Start of SOURCE RECORDS
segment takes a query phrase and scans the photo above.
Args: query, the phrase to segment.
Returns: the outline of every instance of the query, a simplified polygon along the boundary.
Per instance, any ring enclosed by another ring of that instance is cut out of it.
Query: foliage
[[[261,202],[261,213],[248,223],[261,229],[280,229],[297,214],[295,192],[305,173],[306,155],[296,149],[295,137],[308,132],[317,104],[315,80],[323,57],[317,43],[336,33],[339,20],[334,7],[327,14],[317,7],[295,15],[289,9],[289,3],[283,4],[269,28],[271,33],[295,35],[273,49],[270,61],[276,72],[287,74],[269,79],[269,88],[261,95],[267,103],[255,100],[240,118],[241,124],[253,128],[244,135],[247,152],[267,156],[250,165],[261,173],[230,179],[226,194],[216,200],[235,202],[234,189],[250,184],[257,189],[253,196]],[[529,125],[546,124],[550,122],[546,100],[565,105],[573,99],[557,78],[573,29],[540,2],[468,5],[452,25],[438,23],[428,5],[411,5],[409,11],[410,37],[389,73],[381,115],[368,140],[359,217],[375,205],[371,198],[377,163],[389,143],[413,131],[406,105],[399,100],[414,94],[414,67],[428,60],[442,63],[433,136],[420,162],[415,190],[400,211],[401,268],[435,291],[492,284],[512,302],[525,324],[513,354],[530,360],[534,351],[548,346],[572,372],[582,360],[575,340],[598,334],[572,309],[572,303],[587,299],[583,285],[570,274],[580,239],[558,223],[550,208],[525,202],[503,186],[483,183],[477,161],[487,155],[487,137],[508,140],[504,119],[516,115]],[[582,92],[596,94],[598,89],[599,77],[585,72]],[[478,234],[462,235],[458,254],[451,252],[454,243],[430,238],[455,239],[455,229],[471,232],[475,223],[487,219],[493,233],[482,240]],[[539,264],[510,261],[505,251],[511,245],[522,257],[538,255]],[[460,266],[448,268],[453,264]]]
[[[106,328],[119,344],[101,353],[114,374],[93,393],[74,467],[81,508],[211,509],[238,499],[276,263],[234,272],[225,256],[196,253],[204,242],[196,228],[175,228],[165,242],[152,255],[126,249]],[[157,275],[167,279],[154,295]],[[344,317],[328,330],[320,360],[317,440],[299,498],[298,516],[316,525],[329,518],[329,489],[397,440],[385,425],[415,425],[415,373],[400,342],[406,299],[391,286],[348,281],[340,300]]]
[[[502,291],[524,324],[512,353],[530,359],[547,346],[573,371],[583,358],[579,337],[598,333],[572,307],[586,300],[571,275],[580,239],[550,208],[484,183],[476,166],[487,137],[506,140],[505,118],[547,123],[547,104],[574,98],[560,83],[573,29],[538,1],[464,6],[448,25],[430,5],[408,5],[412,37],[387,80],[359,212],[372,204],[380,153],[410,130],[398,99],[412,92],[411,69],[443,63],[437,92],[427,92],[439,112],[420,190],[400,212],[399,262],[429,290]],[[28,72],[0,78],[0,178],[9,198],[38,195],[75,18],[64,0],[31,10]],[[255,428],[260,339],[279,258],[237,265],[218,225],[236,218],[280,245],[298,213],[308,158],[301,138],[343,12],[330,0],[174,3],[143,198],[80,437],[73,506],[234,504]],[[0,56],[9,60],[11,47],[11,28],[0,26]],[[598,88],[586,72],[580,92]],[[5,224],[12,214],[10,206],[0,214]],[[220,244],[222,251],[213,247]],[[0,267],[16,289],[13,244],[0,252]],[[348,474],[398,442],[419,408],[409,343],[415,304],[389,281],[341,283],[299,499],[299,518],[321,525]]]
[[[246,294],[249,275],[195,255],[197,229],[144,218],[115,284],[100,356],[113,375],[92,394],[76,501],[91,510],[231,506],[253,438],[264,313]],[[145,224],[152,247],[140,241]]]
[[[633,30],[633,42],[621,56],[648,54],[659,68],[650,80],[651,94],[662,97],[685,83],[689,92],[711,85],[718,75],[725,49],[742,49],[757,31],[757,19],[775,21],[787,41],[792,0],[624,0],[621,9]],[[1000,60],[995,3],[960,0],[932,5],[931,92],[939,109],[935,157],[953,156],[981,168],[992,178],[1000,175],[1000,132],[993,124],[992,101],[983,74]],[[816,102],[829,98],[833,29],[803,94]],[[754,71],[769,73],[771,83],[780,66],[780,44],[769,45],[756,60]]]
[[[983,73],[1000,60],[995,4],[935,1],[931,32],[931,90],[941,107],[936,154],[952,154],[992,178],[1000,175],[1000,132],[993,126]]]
End of SOURCE RECORDS
Each entry above must be repeated exactly, with nothing dropped.

segment takes a query phrase and scans the photo above.
Args: query, the phrase to segment.
Returns: the outline of every instance of the query, a simplified polygon along the boundary.
Per instance, any ring enclosed by another ring of that instance is cut out of it.
Query: foliage
[[[261,202],[261,213],[248,223],[261,229],[280,229],[297,214],[295,192],[305,173],[306,155],[296,149],[295,137],[308,132],[317,104],[315,80],[323,57],[317,43],[336,33],[339,20],[334,7],[327,14],[317,7],[295,15],[289,9],[289,3],[283,4],[269,28],[271,33],[295,35],[273,49],[270,61],[276,72],[287,74],[269,79],[269,88],[261,95],[267,103],[255,100],[240,118],[241,124],[253,128],[244,135],[247,152],[267,156],[250,165],[261,173],[230,179],[226,194],[216,200],[235,202],[234,189],[250,184],[257,189],[253,196]],[[529,125],[546,124],[550,122],[546,100],[565,105],[573,99],[557,78],[573,29],[540,2],[468,5],[452,25],[438,23],[428,5],[411,5],[409,11],[410,37],[389,73],[381,115],[368,140],[359,217],[375,205],[371,198],[377,163],[389,143],[413,131],[406,105],[399,100],[414,94],[414,67],[428,60],[442,63],[433,136],[420,162],[415,190],[400,211],[401,268],[435,291],[492,284],[512,302],[525,324],[513,354],[530,360],[534,351],[548,346],[572,372],[582,360],[575,340],[598,334],[572,309],[572,303],[587,299],[583,285],[570,274],[580,239],[558,223],[550,208],[525,202],[503,186],[483,183],[477,161],[487,155],[487,137],[508,140],[504,119],[516,115]],[[582,92],[596,94],[598,89],[599,77],[585,72]],[[478,234],[462,235],[458,254],[451,252],[454,243],[430,238],[455,239],[455,229],[471,232],[475,223],[487,219],[493,233],[482,240]],[[539,264],[510,261],[505,251],[511,245],[522,257],[538,255]],[[460,266],[448,268],[453,264]]]
[[[106,328],[119,344],[101,353],[114,374],[93,393],[74,467],[81,508],[211,509],[238,499],[276,263],[234,272],[225,256],[196,253],[204,242],[196,228],[175,228],[165,242],[152,255],[126,249]],[[157,275],[167,279],[154,295]],[[344,317],[328,330],[320,360],[317,440],[299,498],[298,516],[316,525],[329,518],[329,489],[397,440],[385,425],[415,425],[415,373],[400,342],[406,299],[391,286],[348,281],[340,300]]]
[[[502,291],[524,324],[512,353],[530,359],[547,346],[573,371],[583,358],[579,337],[598,333],[572,307],[586,300],[571,275],[580,239],[550,208],[484,183],[476,166],[487,137],[506,140],[505,118],[547,123],[547,104],[574,98],[560,83],[573,29],[538,1],[464,6],[448,25],[430,5],[408,5],[412,37],[387,80],[359,212],[372,204],[380,153],[410,130],[398,99],[412,92],[411,69],[443,63],[437,92],[427,92],[439,112],[420,190],[400,212],[399,262],[429,290]],[[28,72],[0,78],[0,178],[9,198],[38,195],[75,18],[64,0],[31,10]],[[255,428],[260,339],[279,258],[237,265],[218,225],[236,218],[280,245],[298,213],[308,158],[301,138],[343,12],[330,0],[174,3],[143,198],[80,437],[73,506],[234,504]],[[0,56],[9,60],[11,47],[11,28],[0,26]],[[598,88],[586,72],[580,92]],[[5,224],[12,214],[10,206],[0,214]],[[220,244],[222,251],[213,247]],[[0,267],[16,289],[13,244],[0,252]],[[348,474],[398,442],[419,408],[409,343],[415,304],[389,281],[341,283],[299,499],[299,518],[321,525]]]
[[[246,294],[249,275],[195,255],[197,229],[144,218],[115,284],[100,356],[113,375],[92,394],[76,501],[91,510],[231,506],[253,438],[264,313]],[[145,224],[152,247],[140,241]]]
[[[633,30],[633,42],[621,56],[648,54],[659,68],[650,80],[651,94],[662,97],[685,83],[689,92],[711,85],[718,75],[725,49],[742,49],[757,31],[757,19],[775,21],[787,41],[792,0],[624,0],[621,9]],[[1000,60],[995,3],[960,0],[932,5],[931,92],[939,109],[935,157],[953,156],[981,168],[992,178],[1000,175],[1000,132],[993,124],[992,101],[983,74]],[[816,102],[829,98],[833,29],[803,94]],[[754,71],[769,73],[771,83],[780,66],[780,44],[769,45],[756,60]]]
[[[983,73],[1000,60],[995,4],[935,1],[931,32],[931,90],[941,107],[936,154],[952,154],[992,178],[1000,175],[1000,132],[993,126]]]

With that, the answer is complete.